## Tarea
En el homenaje a Marcel Proust, ¿por qué decir que todo lo otro ha sido «como una especie de telón de fondo» es, según el texto, «mucho decir»?

## Texto proporcionado

Homenaje a Marcel Proust
El peligro en que nos encontramos hoy consiste en que todo lo que
amamos cuando jóvenes nos engañó. Cuidemos de que nuestro último amor –aquel
que nos hace confesar esto: nuestro amor a la verdad– no nos engañe también.
La muerte de los demás me ha impresionado
siempre más que la idea de la mía propia, de mi muerte. Mi muerte, en verdad,
me preocupa poco. Es como si no hubiera nunca de producirse o como si estuviera
ya rebasada. Seguramente suena a osadía el decirlo, pero me parece haber vivido
como inmerso en un asentimiento de inmortalidad. Algo me reclama constante,
como una permanencia irresistible, como una necesidad: vivir. Y, sin embargo,
sería inexacto declarar que mi vida es lo único que me ha interesado; más que
inexacto, constituiría una falsedad. Nada me interesa menos que mi vida
particular, y me interesa, en cambio, mucho la vida de los otros, de los demás.
Hasta el punto de que ninguna otra cosa me interesó nunca sino la vida de los
hombres, de los que me rodeaban, de los ajenos, de no importa quién. Casi
podría decirse que no he vivido más que en los demás, en lo que ellos eran,
hacían, representaban: en lo que les ocurría a los otros. Me parece constatar,
en cambio, que no he sido un fantasma; he tenido ocasión de comprobar mi
vigencia, y me inclino a suponer que habré sido para algunos algo más que una
sombra. Pero no sé qué dualismo profundo alentó en mí desde mis primeros
balbuceos. Un desdoblamiento peculiar que participa poco de la vagarosidad de
ciertas experiencias espirituales; es más bien escueto y hasta tajante: los
otros y yo. Siempre he sentido de modo muy real aquello de «Mi reino no es de
este mundo». Las grandes cosas enigmáticas, y claras, naturalmente, que algunos
hombres se han permitido transmitirnos, sirven, con seguridad, para todos, pero
sólo son vividas por aquellos que, más que sus recipendiarios, resultan ser su
verdadera expresión viva, su realización. Y, posiblemente, en este sentimiento
vivo, substantivamente vivo, de alter
orbis, prosperó la raíz de mi estro poético. Cuando no se vive en la
«novela», se está en el paraíso. Mi vida no ha tenido nada que ver con lo que
yo llamaba «la vida», y que era la vida de los otros. Lo mío era una realidad
mayor, para mí al menos, quién sabe si la única, pero menos palpable, menos
visual. No me preocupaba, la vivía. Y venía conmigo como un ángel exultante o
como un hermano reflexivo. Pero bastante era ya que tuviera yo que abandonarle
todo mi ser intrínseco para que además hubiese tenido que dedicarle mi
preferencia; no, mi atención estaba puesta en otra parte. Mi atención, no mi vida. Se diría que todo lo otro ha
sido, para mí, como una especie de telón de fondo. Que es mucho decir,
fijémonos bien, porque es nada menos que el ambiente, el ambiente vital, real,
presente, sugestivo, en el que «yo», como desconocido, he tenido que reflejarme
y ocuparme: ver, oír, oler, tocar y gustar. Con todas sus consecuencias.

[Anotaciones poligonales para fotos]
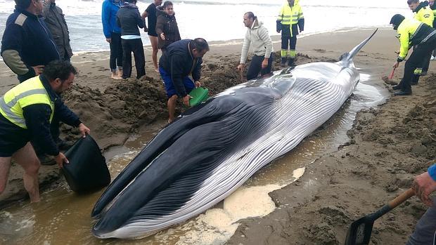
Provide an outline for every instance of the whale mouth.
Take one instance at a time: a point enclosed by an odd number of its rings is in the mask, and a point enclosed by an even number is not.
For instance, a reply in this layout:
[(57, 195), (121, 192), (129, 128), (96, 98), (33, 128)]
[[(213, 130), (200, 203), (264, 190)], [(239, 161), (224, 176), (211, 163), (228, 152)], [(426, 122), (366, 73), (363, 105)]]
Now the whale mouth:
[(359, 80), (352, 58), (368, 40), (340, 62), (274, 73), (188, 109), (158, 133), (96, 203), (94, 235), (141, 237), (222, 200), (340, 108)]

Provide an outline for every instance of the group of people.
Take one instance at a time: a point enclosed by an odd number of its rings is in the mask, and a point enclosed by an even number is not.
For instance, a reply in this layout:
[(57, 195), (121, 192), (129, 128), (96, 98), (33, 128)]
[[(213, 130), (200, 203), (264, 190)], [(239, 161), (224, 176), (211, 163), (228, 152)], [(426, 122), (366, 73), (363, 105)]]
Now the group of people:
[(436, 27), (436, 5), (434, 4), (435, 0), (430, 2), (407, 0), (409, 8), (415, 13), (414, 18), (409, 19), (396, 14), (390, 20), (400, 43), (394, 68), (398, 68), (413, 47), (413, 52), (404, 65), (402, 79), (399, 84), (392, 87), (399, 91), (395, 95), (411, 95), (411, 86), (418, 84), (419, 77), (427, 74), (432, 54), (436, 49), (436, 29), (433, 28)]
[[(6, 22), (1, 55), (17, 74), (20, 84), (0, 98), (0, 194), (6, 186), (13, 159), (24, 169), (24, 185), (32, 202), (39, 200), (38, 171), (40, 162), (34, 147), (53, 156), (60, 167), (68, 159), (60, 151), (58, 121), (79, 128), (83, 137), (90, 130), (62, 102), (60, 95), (71, 87), (77, 74), (70, 63), (72, 55), (69, 31), (62, 9), (56, 0), (15, 0), (14, 13)], [(175, 118), (179, 98), (189, 105), (189, 92), (201, 86), (203, 57), (209, 51), (203, 38), (181, 40), (173, 4), (155, 0), (142, 13), (136, 0), (105, 0), (103, 3), (103, 33), (110, 44), (110, 67), (114, 79), (127, 78), (132, 73), (134, 53), (136, 78), (146, 74), (145, 57), (139, 28), (148, 32), (152, 45), (152, 60), (165, 84), (168, 98), (168, 122)], [(404, 60), (409, 50), (413, 51), (406, 62), (404, 75), (397, 95), (411, 93), (411, 85), (428, 69), (432, 52), (436, 49), (436, 6), (434, 0), (408, 0), (416, 13), (415, 19), (397, 14), (390, 21), (397, 30), (400, 49), (394, 67)], [(148, 18), (148, 27), (145, 18)], [(237, 69), (245, 67), (250, 46), (254, 55), (247, 79), (271, 72), (274, 59), (272, 41), (267, 29), (252, 12), (243, 16), (247, 27)], [(304, 19), (298, 0), (288, 0), (281, 8), (276, 31), (281, 32), (281, 65), (292, 66), (295, 58), (297, 35), (304, 30)], [(158, 51), (162, 55), (158, 62)], [(192, 77), (192, 79), (189, 77)], [(54, 126), (53, 126), (54, 125)], [(53, 129), (54, 128), (54, 129)], [(57, 133), (56, 133), (57, 129)], [(32, 142), (32, 144), (30, 143)], [(413, 184), (416, 194), (432, 206), (418, 222), (408, 244), (434, 241), (436, 209), (429, 194), (436, 190), (436, 164), (416, 177)], [(435, 200), (433, 200), (435, 201)]]
[[(56, 0), (15, 0), (6, 20), (1, 55), (20, 84), (0, 98), (0, 194), (6, 187), (11, 161), (24, 169), (31, 202), (39, 201), (40, 160), (35, 150), (52, 156), (60, 167), (68, 159), (60, 151), (59, 121), (90, 130), (64, 105), (60, 95), (77, 74), (68, 27)], [(32, 142), (32, 144), (30, 143)]]
[[(158, 72), (158, 52), (163, 53), (172, 43), (181, 40), (172, 2), (155, 0), (142, 14), (136, 0), (105, 0), (101, 20), (106, 41), (110, 44), (111, 77), (127, 79), (132, 74), (132, 53), (135, 60), (136, 79), (146, 74), (146, 59), (139, 29), (148, 34), (155, 71)], [(148, 19), (148, 27), (145, 22)]]

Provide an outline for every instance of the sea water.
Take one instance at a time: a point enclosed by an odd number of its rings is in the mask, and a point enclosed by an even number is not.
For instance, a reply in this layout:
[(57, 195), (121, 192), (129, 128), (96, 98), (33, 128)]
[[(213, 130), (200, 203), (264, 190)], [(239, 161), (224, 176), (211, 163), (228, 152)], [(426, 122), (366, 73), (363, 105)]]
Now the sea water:
[[(48, 0), (46, 0), (48, 1)], [(75, 53), (109, 49), (101, 25), (102, 0), (57, 0), (65, 15), (71, 46)], [(151, 1), (139, 1), (142, 13)], [(276, 32), (276, 20), (283, 0), (188, 0), (172, 1), (182, 39), (203, 37), (207, 41), (243, 39), (245, 27), (243, 15), (252, 11), (264, 22), (271, 35)], [(399, 0), (300, 0), (304, 15), (304, 34), (388, 27), (395, 13), (413, 14), (406, 1)], [(15, 2), (0, 0), (0, 38)], [(150, 44), (141, 31), (144, 45)]]

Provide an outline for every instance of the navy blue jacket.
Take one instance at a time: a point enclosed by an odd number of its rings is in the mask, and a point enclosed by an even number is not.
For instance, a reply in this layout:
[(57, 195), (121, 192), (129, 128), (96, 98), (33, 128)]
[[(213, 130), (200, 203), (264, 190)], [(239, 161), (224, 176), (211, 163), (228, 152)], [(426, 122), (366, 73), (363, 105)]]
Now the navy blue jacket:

## Tarea resuelta
Porque ese telón de fondo es nada menos que el ambiente vital, real, presente y sugestivo en el que el «yo», como desconocido, ha tenido que reflejarse y ocuparse: ver, oír, oler, tocar y gustar, con todas sus consecuencias.